无论是Windows、Linux还是macOS，HanLP的安装只需一句话搞定：

In [None]:
!pip install hanlp -U

## 加载模型
HanLP的工作流程是先加载模型，模型的标示符存储在`hanlp.pretrained`这个包中，按照NLP任务归类。

In [1]:
import hanlp
hanlp.pretrained.constituency.ALL # 语种见名称最后一个字段或相应语料库

{'CTB9_ELECTRA_SMALL': 'https://file.hankcs.com/hanlp/constituency/ctb9_con_electra_small_20210807_161112.zip',
 'CTB9_FULL_TAG_ELECTRA_SMALL': 'https://file.hankcs.com/hanlp/constituency/ctb9_full_tag_con_electra_small_20220118_103119.zip'}

调用`hanlp.load`进行加载，模型会自动下载到本地缓存。

※ ※ ※

▶ **任务说明**
(a) 请列出HanLP教程摘录中提到的全部操作系统名称。
(b) 根据HanLP教程摘录，回答下面三个小问：
(i) 安装HanLP时运行的命令是什么？
(ii) 模型的标示符存储在哪个包中？
(iii) 调用`hanlp.load`加载时，模型会自动下载到哪里？
(c) 请从HanLP教程摘录的最后一句之后接着往下写。

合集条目
※ ※ ※

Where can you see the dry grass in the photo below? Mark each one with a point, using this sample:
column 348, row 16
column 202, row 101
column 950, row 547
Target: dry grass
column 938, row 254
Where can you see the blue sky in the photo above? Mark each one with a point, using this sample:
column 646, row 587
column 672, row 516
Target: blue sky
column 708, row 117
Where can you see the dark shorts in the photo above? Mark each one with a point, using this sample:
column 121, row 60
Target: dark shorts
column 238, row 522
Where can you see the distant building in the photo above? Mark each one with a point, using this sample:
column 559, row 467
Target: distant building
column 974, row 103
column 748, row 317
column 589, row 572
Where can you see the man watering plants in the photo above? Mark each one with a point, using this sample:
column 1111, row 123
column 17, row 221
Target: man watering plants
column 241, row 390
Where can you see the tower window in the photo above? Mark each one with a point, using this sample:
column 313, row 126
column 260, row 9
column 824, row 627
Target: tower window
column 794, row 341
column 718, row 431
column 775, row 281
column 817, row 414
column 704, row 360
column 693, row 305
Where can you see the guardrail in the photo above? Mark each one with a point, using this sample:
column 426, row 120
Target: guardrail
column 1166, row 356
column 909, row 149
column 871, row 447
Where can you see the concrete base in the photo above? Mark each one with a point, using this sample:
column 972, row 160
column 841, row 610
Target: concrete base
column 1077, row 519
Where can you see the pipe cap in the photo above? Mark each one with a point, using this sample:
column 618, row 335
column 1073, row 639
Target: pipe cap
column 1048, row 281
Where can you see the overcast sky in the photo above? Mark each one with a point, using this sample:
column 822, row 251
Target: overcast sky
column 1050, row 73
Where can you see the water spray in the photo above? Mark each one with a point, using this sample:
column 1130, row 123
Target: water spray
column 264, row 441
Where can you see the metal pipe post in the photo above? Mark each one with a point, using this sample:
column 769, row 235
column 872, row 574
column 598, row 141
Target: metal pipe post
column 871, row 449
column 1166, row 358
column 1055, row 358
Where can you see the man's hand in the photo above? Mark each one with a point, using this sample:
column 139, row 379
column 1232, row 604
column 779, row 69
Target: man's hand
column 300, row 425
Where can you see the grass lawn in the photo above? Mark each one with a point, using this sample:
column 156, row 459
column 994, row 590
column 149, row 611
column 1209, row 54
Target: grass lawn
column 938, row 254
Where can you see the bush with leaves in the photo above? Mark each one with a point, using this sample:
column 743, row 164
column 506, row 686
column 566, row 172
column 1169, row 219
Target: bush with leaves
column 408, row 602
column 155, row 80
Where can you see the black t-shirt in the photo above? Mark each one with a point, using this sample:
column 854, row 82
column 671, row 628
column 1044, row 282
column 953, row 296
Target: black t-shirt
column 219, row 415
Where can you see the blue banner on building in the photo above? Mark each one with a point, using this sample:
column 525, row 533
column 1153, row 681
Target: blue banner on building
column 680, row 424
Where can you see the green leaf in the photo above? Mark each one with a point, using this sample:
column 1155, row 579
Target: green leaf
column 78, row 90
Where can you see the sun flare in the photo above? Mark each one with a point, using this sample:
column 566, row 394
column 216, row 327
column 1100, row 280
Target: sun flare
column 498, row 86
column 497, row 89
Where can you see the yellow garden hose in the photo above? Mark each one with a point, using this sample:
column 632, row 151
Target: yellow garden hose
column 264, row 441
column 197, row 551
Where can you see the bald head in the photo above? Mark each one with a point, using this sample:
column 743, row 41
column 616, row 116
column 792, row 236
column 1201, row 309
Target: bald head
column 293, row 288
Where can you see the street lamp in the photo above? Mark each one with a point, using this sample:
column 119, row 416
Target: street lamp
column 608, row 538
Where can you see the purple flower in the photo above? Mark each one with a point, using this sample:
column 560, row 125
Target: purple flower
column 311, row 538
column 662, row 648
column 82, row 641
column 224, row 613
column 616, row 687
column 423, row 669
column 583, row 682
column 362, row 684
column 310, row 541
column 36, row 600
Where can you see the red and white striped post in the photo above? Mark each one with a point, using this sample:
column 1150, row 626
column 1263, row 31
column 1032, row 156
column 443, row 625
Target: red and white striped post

※ ※ ※

▶ **各题答案**
(a) Windows、Linux、macOS

(b)
(i) `!pip install hanlp -U`
(ii) `hanlp.pretrained`
(iii) 本地缓存

(c)
In [4]:
con = hanlp.load('CTB9_FULL_TAG_ELECTRA_SMALL')

## 短语句法分析
输入为已分词的一个或多个句子：

In [5]:
trees = con([["2021年", "HanLPv2.1", "为", "生产", "环境", "带来", "次", "世代", "最", "先进", "的", "多", "语种", "NLP", "技术", "。"], ["阿婆主", "来到", "北京", "立方庭", "参观", "自然", "语义", "科技", "公司", "。"]], tasks='con')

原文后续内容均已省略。